* _Task instructions_
Copy every line of the records below, leaving out the pictures and keeping each request as it appears, but add 38 to every number in the point coordinates given as answers.

Object point labels
#####

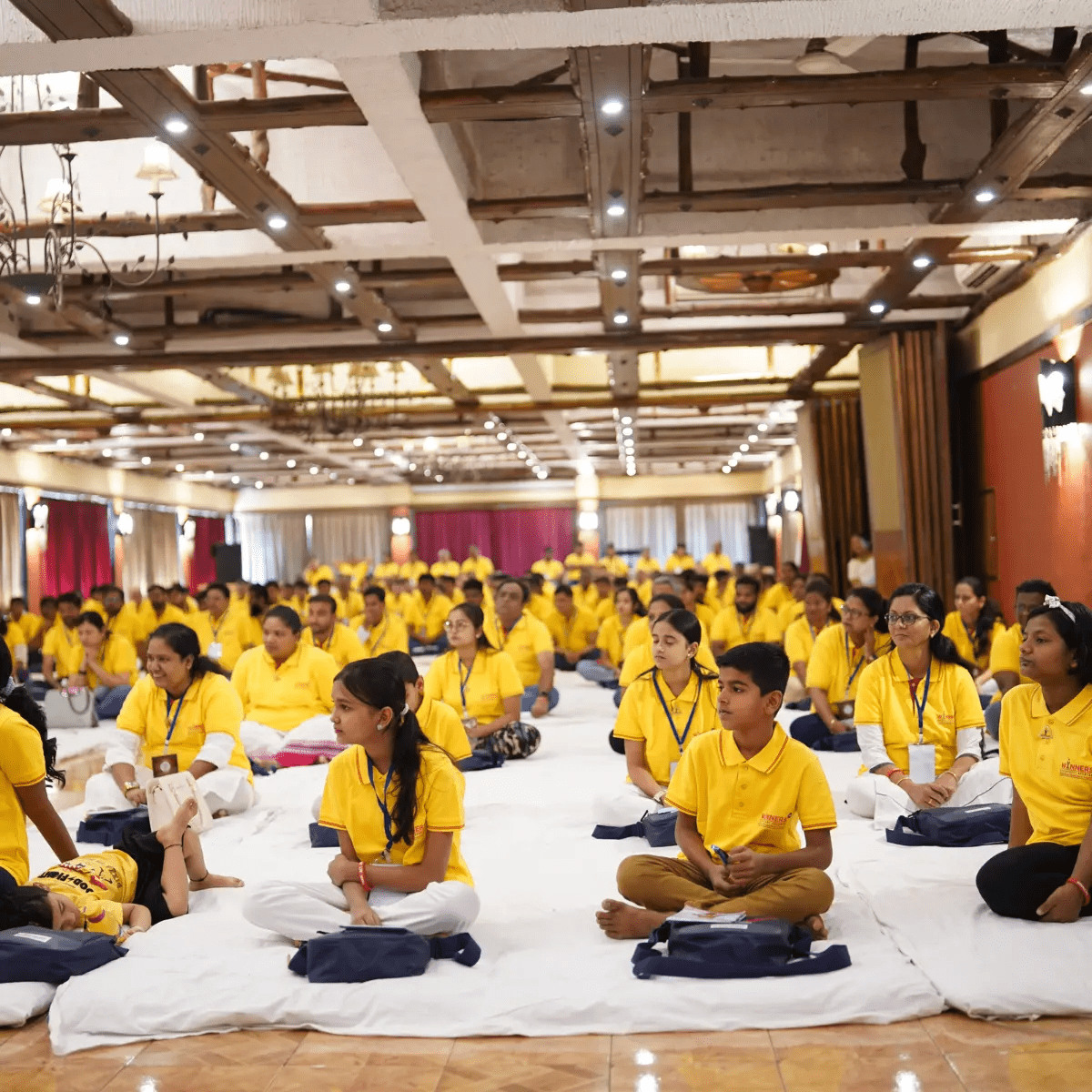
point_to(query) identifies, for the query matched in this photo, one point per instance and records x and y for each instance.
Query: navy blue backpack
(753, 948)
(364, 953)
(31, 954)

#####

* _Answer to the problem_
point_to(query) identifies, for the query matched in this photo, one point per instance and records x and y for each instance.
Query: navy blue backpack
(791, 986)
(402, 991)
(69, 992)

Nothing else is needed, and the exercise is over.